### WORK TO COMPLETE
Rewrite the lines below with "spot" changed to "locate" everywhere and everything else kept the same.

Extracted records:
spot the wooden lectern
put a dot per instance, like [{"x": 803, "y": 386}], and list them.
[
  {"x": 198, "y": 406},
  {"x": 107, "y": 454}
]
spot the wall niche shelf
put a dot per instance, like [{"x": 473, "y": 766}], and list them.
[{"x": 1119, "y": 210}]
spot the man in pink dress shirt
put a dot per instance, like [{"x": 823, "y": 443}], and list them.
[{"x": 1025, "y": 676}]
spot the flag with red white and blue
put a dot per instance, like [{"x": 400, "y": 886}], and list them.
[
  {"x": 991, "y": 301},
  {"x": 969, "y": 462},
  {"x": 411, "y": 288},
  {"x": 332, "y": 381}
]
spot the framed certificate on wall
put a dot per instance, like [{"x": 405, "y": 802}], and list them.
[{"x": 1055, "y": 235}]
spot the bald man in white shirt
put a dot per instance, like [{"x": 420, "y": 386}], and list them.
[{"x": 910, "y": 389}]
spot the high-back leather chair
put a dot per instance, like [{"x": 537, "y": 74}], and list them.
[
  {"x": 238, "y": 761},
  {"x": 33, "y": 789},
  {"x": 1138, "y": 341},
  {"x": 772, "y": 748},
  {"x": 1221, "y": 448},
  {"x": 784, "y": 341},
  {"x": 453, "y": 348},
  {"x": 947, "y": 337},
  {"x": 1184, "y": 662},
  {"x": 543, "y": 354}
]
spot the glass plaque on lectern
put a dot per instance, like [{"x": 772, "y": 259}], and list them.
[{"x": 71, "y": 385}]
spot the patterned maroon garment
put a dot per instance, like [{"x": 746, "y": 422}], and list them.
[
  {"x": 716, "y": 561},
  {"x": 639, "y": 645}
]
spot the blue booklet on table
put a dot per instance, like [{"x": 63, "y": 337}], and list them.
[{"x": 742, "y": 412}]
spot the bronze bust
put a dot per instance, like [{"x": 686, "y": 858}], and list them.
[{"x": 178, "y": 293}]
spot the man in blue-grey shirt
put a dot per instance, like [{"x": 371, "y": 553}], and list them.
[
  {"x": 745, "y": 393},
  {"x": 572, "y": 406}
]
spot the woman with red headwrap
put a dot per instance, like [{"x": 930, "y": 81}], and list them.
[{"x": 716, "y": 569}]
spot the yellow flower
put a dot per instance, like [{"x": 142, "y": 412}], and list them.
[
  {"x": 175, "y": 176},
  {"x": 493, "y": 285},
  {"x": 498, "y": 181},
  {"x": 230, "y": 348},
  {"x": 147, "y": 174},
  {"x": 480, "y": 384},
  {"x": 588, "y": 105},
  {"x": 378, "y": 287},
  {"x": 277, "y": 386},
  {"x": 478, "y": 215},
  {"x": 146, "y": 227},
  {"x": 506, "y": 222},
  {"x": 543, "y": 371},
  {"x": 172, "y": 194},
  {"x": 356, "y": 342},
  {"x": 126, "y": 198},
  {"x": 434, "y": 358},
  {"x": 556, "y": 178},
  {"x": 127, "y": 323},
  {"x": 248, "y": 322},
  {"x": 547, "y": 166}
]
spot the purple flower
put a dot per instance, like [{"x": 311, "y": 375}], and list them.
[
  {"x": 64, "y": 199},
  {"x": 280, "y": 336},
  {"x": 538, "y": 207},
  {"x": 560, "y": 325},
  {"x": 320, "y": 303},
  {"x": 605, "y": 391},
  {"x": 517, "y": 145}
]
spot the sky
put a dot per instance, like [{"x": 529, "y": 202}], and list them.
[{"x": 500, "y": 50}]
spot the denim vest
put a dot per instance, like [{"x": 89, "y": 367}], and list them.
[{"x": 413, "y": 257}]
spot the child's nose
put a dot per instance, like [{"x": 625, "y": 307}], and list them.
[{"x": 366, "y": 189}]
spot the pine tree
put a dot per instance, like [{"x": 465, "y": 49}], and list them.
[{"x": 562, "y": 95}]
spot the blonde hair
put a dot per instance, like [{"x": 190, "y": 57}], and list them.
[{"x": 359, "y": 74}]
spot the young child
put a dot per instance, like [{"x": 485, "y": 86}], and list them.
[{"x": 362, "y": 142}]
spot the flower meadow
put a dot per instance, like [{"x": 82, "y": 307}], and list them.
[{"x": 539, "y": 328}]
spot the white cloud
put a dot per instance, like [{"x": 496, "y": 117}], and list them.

### TASK ANSWER
locate the wooden lectern
put a dot per instance, like [{"x": 803, "y": 386}], and list them.
[
  {"x": 198, "y": 406},
  {"x": 107, "y": 454}
]
locate the wall niche shelf
put a dot per instance, like [{"x": 473, "y": 766}], and list them.
[{"x": 1119, "y": 210}]
locate the man in pink dress shirt
put a dot per instance, like [{"x": 823, "y": 443}], and list them.
[{"x": 1025, "y": 676}]
locate the flag with red white and blue
put a dot per instance, like [{"x": 400, "y": 886}], and list them.
[
  {"x": 991, "y": 301},
  {"x": 969, "y": 462},
  {"x": 411, "y": 288},
  {"x": 332, "y": 381}
]
locate the framed certificate on wall
put a dot per instance, like [{"x": 405, "y": 802}], and list them.
[{"x": 1055, "y": 235}]
locate the bald man in white shirt
put a dot per instance, like [{"x": 420, "y": 386}], and list them.
[{"x": 910, "y": 389}]
locate the high-back leather chair
put a dot per instance, like [{"x": 537, "y": 74}], and list them.
[
  {"x": 238, "y": 761},
  {"x": 33, "y": 789},
  {"x": 1138, "y": 341},
  {"x": 772, "y": 748},
  {"x": 1221, "y": 448},
  {"x": 784, "y": 341},
  {"x": 453, "y": 348},
  {"x": 947, "y": 337},
  {"x": 1184, "y": 662},
  {"x": 543, "y": 354}
]
locate the glass plaque on lectern
put a dot per instance, like [{"x": 772, "y": 259}], and list them.
[{"x": 71, "y": 385}]
locate the patterned maroon garment
put a dot per instance, like [{"x": 746, "y": 422}], and list them.
[
  {"x": 716, "y": 561},
  {"x": 639, "y": 645}
]
locate the blue booklet on table
put a dot per instance, like [{"x": 63, "y": 337}], and list them.
[{"x": 742, "y": 412}]
locate the bronze bust
put a dot per instance, like [{"x": 686, "y": 858}], and list them.
[{"x": 178, "y": 293}]
locate the man in blue-grey shirt
put a dot per instance, like [{"x": 371, "y": 553}], and list them.
[
  {"x": 745, "y": 393},
  {"x": 572, "y": 406}
]
locate the woman with red headwrap
put a dot per instance, like [{"x": 930, "y": 81}], and list them.
[{"x": 716, "y": 569}]
locate the yellow flower
put a dot per instance, like [{"x": 142, "y": 412}], and list them.
[
  {"x": 175, "y": 176},
  {"x": 493, "y": 285},
  {"x": 498, "y": 181},
  {"x": 230, "y": 348},
  {"x": 147, "y": 174},
  {"x": 480, "y": 384},
  {"x": 588, "y": 105},
  {"x": 378, "y": 287},
  {"x": 277, "y": 386},
  {"x": 478, "y": 215},
  {"x": 146, "y": 227},
  {"x": 506, "y": 222},
  {"x": 543, "y": 371},
  {"x": 172, "y": 194},
  {"x": 356, "y": 342},
  {"x": 126, "y": 198},
  {"x": 434, "y": 358},
  {"x": 556, "y": 178},
  {"x": 127, "y": 323},
  {"x": 248, "y": 322},
  {"x": 547, "y": 166}
]
locate the purple flower
put a dot per instance, like [{"x": 311, "y": 375}], and list them.
[
  {"x": 64, "y": 199},
  {"x": 280, "y": 336},
  {"x": 538, "y": 207},
  {"x": 560, "y": 325},
  {"x": 320, "y": 303},
  {"x": 605, "y": 391},
  {"x": 517, "y": 145}
]
locate the sky
put a dot per instance, like [{"x": 529, "y": 202}], and list them.
[{"x": 500, "y": 50}]
locate the denim vest
put a dot per instance, like [{"x": 89, "y": 367}], and list them.
[{"x": 413, "y": 257}]
locate the child's nose
put a dot per instance, like [{"x": 625, "y": 307}], and list them.
[{"x": 366, "y": 189}]
locate the pine tree
put a dot per instance, like [{"x": 465, "y": 49}], and list them.
[{"x": 562, "y": 95}]
locate the blonde hair
put a dot per instance, like [{"x": 190, "y": 57}], and list them.
[{"x": 359, "y": 74}]
locate the young child
put a dot per instance, like [{"x": 485, "y": 86}], and list them.
[{"x": 362, "y": 142}]
locate the flower meadow
put a dot per instance, like [{"x": 82, "y": 307}], and list them.
[{"x": 539, "y": 328}]
locate the white cloud
put a dot per instance, like [{"x": 496, "y": 117}], and list them.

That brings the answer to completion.